## Given exercise A
From the review, output the passage that begins at the words "Just Another Week in Suburbia spans" and ends after the words "a bit complacent).", copied word for word.
## Given exercise B
According to the review, why does Casper at first struggle to find the courage to face his discovery? Answer in one to three sentences.

Review: ‘Just Another Week in Suburbia’

 

just-another-week-in-suburbia-187316436Just Another Week in Suburbia is the debut novel of Melbourne writer Les Zig. In it, Zig dares the reader to sit with one uncomfortable question: can you ever really know someone? The reader is encouraged to examine the enormous leap of faith it takes to be in a trusting relationship – a difficult but worthwhile venture.

Just Another Week in Suburbia spans seven days in the life of Casper Gray. Casper is a suburban everyman with a nice home, a secure job and a wife who challenges and complements him. Like many suburbanites he’s content (if uninspired) and comfortable (if a bit complacent).

One day a chance discovery upheaves Casper, leaving him questioning his marriage. At first, Casper struggles to find the courage to face this discovery, as doing so means dealing with the inevitable fallout. Instead he obsesses over it, and his preoccupations affect everything from his relationships to his professional judgement. Casper’s poor decision-making can be frustrating, but it’s what makes him such a complex and interesting character.

[Entries from a pointing dataset]
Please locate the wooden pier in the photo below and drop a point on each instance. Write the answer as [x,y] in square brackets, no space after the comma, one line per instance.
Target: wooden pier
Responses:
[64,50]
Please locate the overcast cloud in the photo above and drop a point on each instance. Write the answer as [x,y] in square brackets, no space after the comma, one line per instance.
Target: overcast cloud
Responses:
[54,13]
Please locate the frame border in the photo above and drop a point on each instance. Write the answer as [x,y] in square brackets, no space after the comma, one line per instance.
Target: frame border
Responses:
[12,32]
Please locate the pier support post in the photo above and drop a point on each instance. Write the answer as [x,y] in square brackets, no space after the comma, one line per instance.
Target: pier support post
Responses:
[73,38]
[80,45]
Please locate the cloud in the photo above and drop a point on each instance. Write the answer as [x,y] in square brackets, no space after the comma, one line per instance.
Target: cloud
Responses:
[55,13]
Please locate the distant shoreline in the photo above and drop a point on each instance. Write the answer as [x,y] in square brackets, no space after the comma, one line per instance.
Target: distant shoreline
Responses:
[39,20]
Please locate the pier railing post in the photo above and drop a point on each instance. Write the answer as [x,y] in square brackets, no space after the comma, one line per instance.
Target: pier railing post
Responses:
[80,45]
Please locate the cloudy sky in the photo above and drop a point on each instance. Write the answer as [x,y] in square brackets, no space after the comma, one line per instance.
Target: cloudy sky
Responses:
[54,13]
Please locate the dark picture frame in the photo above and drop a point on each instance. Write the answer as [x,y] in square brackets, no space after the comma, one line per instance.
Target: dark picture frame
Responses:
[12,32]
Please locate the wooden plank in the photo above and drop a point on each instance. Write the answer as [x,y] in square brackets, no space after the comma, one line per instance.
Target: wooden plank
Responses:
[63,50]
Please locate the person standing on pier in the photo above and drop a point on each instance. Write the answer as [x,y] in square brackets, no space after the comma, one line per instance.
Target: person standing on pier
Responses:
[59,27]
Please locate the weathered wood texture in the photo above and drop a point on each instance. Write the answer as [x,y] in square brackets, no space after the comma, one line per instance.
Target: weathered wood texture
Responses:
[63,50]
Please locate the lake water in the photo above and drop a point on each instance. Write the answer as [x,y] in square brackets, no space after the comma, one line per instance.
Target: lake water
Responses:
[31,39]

## Right answer A
Just Another Week in Suburbia spans seven days in the life of Casper Gray. Casper is a suburban everyman with a nice home, a secure job and a wife who challenges and complements him. Like many suburbanites he’s content (if uninspired) and comfortable (if a bit complacent).

## Right answer B
Facing the discovery would mean dealing with the inevitable fallout. That prospect keeps Casper from confronting it at first.